**Task instructions:**
Reproduce every line of the rows below, requests included, shifting each point coordinate in the answers by adding 126 to both its x and y values.
>> Start Records to use
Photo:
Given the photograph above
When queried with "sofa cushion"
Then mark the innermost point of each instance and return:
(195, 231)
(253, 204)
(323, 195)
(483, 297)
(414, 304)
>> End Records to use
**Solved exercise:**
Photo:
Given the photograph above
When queried with "sofa cushion"
Then mark the innermost point of each instance and return:
(321, 357)
(379, 330)
(449, 321)
(609, 423)
(540, 430)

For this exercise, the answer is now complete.